### Written request:
Copy the passage on the iron base material word for word, from "FIG. 2 is a" up to and including "for 160 hours.".

It is therefore an object of this invention to provide an iron base
material having improved high temperature strength.
It is a further object to provide such an iron base material that
exhibits good room temperature ductility even after extended
exposure to high temperature.
It is still another object to provide an iron base material that
exhibits grain-stability at elevated temperatures.
These and other objects will become more apparent when taken in
conjunction with the following description and the accompanying
figures, wherein:
FIG. 1 is a photomicrograph taken at 50 diameters of an iron-base
product made according to the present invention, which product was
cold-rolled 50 percent and grain coarsened by heating at
2,400.degree.F. for one hour.
FIG. 2 is a photomicrograph taken at 100 diameters of a wire
produced according to the present invention which wire was exposed
to a temperature of 2400.degree.F. for 160 hours.
Generally speaking, the present invention includes the mechanical
alloying of powder charges containing by weight, about 10 percent
to about 40 percent chromium; up to about 10 percent aluminum,
e.g., about 1 percent to about 10 percent aluminum; up to about 20
percent cobalt; up to about 10 percent nickel; up to about 5
percent titanium; up to about 2 percent each of rare earth metal,
yttrium, zirconium, columbium, hafnium, tantalum, silicon, and/or
vanadium; up to about 6 percent each of tungsten and molybdenum;
and the balance essentially iron, and further including by volume,
up to about 10 percent finely divided dispersoid material
consisting of oxides, nitrides, carbides, borides and other
refractory materials, which dispersoid material has a melting point
of at least about 2750.degree.F.; hot consolidating the
mechanically alloyed powder to a substantially completely dense
body (e.g., about 98 percent theoretical density or more); working
the consolidated body at a temperature within the range up to about
1600.degree.F. to 1700.degree.F. to achieve a reduction of about 10
to 15 percent or more therein; and then heating the worked body to
an elevated grain-growth temperature to produce coarse grains
elongated in the direction or directions of working and to provide
improved stress-rupture properties therein.

### Records provided:
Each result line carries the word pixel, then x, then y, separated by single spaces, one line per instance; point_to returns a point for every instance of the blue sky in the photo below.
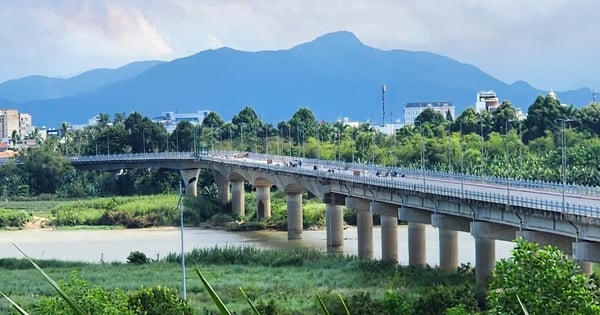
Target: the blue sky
pixel 548 43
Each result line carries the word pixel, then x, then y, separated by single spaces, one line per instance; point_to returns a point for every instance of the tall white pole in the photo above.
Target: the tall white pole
pixel 180 206
pixel 183 287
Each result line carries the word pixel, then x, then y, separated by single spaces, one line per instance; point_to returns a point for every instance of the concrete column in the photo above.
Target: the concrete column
pixel 389 238
pixel 586 267
pixel 584 252
pixel 364 225
pixel 334 221
pixel 238 207
pixel 222 187
pixel 294 211
pixel 416 244
pixel 485 261
pixel 187 176
pixel 486 234
pixel 448 249
pixel 263 201
pixel 448 226
pixel 364 231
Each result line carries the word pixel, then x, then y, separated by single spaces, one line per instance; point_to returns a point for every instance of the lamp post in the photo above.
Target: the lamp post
pixel 422 151
pixel 564 159
pixel 462 164
pixel 180 206
pixel 482 142
pixel 449 148
pixel 507 161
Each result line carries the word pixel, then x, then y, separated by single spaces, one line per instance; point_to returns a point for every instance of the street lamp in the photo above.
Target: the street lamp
pixel 462 164
pixel 422 151
pixel 564 159
pixel 180 206
pixel 507 161
pixel 449 148
pixel 482 142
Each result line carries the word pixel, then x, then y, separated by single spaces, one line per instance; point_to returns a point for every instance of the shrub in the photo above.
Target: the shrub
pixel 13 218
pixel 438 299
pixel 93 300
pixel 137 257
pixel 158 300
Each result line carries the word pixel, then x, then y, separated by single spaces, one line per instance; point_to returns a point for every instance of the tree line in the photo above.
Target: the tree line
pixel 551 138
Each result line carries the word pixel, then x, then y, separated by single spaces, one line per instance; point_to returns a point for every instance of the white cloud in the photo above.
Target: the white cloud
pixel 551 44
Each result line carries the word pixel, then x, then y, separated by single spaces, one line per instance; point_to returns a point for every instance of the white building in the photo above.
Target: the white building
pixel 487 100
pixel 412 110
pixel 170 119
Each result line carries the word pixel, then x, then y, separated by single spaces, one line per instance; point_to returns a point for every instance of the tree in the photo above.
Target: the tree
pixel 589 118
pixel 545 114
pixel 45 169
pixel 544 279
pixel 505 114
pixel 212 120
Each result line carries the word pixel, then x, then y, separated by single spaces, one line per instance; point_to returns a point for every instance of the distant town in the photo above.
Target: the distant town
pixel 17 129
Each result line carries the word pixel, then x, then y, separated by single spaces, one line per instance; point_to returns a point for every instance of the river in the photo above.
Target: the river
pixel 115 245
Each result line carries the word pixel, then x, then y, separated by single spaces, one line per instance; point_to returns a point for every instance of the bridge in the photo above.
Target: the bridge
pixel 566 216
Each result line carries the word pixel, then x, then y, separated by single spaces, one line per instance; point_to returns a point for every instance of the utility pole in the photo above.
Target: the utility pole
pixel 383 105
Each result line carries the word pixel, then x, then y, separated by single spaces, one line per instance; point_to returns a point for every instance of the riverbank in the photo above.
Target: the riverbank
pixel 95 246
pixel 282 281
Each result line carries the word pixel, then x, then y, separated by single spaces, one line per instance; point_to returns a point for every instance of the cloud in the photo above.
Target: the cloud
pixel 68 38
pixel 551 44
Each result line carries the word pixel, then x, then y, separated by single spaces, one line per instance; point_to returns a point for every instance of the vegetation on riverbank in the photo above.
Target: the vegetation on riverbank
pixel 278 281
pixel 297 281
pixel 156 210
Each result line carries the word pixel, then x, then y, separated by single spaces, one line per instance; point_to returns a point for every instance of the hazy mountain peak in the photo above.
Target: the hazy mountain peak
pixel 336 40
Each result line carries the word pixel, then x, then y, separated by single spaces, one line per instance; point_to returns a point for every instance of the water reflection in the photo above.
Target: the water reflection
pixel 115 245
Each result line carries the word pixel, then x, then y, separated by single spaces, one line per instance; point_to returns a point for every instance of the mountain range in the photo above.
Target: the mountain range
pixel 335 76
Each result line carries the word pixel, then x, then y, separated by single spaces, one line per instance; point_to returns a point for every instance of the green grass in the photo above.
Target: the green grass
pixel 291 285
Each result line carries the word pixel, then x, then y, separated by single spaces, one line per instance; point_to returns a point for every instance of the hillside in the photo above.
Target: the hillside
pixel 335 75
pixel 43 88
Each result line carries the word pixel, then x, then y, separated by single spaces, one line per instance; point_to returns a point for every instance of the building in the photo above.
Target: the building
pixel 412 110
pixel 11 120
pixel 170 119
pixel 487 100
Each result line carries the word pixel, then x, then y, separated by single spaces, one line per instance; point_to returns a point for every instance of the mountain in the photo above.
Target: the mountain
pixel 334 75
pixel 44 88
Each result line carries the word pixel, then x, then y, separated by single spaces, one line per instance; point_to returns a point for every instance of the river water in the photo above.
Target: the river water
pixel 115 245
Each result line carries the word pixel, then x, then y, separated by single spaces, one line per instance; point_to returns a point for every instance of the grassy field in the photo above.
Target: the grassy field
pixel 288 280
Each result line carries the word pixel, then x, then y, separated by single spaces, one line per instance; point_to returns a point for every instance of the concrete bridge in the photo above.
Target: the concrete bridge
pixel 565 216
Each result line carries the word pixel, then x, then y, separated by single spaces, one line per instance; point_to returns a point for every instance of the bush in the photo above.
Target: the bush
pixel 438 299
pixel 158 300
pixel 13 218
pixel 137 257
pixel 93 300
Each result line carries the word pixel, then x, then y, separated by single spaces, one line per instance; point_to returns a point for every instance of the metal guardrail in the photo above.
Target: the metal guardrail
pixel 589 205
pixel 342 172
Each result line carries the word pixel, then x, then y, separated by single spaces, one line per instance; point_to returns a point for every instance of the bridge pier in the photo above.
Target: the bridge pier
pixel 485 235
pixel 334 221
pixel 416 244
pixel 448 226
pixel 294 211
pixel 238 207
pixel 222 187
pixel 389 229
pixel 364 226
pixel 187 174
pixel 417 219
pixel 584 253
pixel 263 201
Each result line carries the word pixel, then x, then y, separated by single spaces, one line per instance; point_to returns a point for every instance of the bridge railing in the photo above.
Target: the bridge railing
pixel 521 183
pixel 344 173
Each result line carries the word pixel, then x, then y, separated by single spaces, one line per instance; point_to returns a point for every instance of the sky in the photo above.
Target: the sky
pixel 551 44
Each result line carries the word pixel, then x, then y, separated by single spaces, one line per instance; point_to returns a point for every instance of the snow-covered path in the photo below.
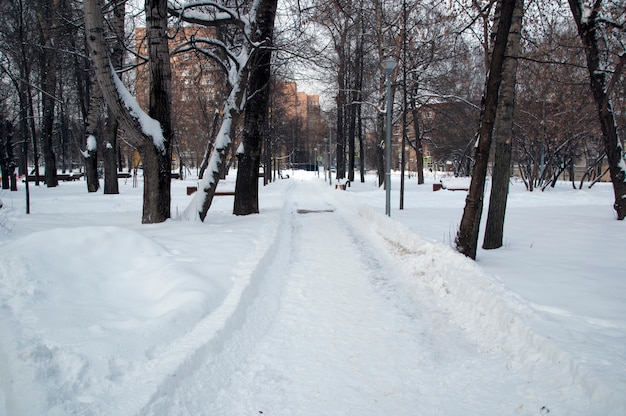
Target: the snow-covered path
pixel 333 338
pixel 319 305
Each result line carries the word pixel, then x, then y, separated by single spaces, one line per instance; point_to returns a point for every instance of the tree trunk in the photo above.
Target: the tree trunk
pixel 160 109
pixel 419 149
pixel 503 135
pixel 49 27
pixel 467 236
pixel 255 121
pixel 111 125
pixel 380 148
pixel 152 137
pixel 588 28
pixel 91 142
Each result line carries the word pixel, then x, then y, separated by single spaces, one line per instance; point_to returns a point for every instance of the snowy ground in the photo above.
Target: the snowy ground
pixel 319 305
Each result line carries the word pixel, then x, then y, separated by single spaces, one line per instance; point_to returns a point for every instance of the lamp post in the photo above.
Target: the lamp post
pixel 388 65
pixel 330 149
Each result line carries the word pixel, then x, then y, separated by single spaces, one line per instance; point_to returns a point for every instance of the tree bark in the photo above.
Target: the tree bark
pixel 111 185
pixel 467 236
pixel 152 144
pixel 502 132
pixel 255 121
pixel 91 131
pixel 47 15
pixel 588 32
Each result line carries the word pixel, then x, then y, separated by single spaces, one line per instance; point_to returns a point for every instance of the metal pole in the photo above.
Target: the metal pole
pixel 330 149
pixel 388 150
pixel 388 65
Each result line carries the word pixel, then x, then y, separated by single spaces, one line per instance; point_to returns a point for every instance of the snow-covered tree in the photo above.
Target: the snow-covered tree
pixel 244 54
pixel 151 134
pixel 602 30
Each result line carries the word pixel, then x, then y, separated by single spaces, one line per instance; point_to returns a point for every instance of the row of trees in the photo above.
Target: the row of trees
pixel 68 61
pixel 560 110
pixel 549 74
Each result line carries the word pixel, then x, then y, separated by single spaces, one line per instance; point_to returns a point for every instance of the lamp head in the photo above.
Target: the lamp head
pixel 388 65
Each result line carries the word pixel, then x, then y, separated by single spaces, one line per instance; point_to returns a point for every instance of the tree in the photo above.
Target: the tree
pixel 503 136
pixel 255 120
pixel 7 161
pixel 245 57
pixel 48 16
pixel 151 133
pixel 601 35
pixel 467 236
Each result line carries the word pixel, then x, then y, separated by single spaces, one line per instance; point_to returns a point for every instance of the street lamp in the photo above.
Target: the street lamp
pixel 388 65
pixel 330 144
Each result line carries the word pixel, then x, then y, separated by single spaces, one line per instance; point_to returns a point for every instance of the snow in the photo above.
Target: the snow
pixel 92 143
pixel 318 305
pixel 149 126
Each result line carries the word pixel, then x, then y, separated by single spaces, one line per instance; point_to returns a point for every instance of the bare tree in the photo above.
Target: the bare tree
pixel 150 134
pixel 601 28
pixel 245 57
pixel 503 136
pixel 467 236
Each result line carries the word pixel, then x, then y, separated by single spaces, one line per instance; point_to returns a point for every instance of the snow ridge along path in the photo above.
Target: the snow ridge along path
pixel 332 338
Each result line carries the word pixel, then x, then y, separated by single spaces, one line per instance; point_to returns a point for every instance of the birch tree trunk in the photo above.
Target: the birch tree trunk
pixel 49 26
pixel 467 236
pixel 502 131
pixel 111 185
pixel 588 30
pixel 150 135
pixel 255 119
pixel 91 144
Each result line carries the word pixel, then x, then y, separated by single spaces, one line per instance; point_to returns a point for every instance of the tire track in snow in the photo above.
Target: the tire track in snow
pixel 208 369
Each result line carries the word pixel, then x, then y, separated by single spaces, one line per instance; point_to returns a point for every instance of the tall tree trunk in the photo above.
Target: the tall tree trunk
pixel 380 148
pixel 160 109
pixel 502 131
pixel 467 236
pixel 111 185
pixel 47 15
pixel 152 137
pixel 588 32
pixel 91 142
pixel 255 121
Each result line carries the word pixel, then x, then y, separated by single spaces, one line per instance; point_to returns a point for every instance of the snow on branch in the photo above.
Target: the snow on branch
pixel 218 14
pixel 149 126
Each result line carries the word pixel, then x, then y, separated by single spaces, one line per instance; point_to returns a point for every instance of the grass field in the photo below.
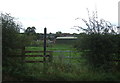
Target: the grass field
pixel 64 69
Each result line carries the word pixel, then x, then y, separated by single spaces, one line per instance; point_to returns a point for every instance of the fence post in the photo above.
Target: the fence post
pixel 45 30
pixel 50 57
pixel 23 54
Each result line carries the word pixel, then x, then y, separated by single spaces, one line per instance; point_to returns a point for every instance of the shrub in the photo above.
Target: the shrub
pixel 99 49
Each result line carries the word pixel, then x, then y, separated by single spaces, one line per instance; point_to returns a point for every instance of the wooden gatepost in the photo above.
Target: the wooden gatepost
pixel 45 52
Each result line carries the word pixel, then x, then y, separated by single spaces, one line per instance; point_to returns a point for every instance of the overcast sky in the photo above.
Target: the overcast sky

### The solution:
FIG. 2 is a photomicrograph taken at 100 diameters of a wire
produced according to the present invention which wire was exposed
to a temperature of 2400.degree.F. for 160 hours.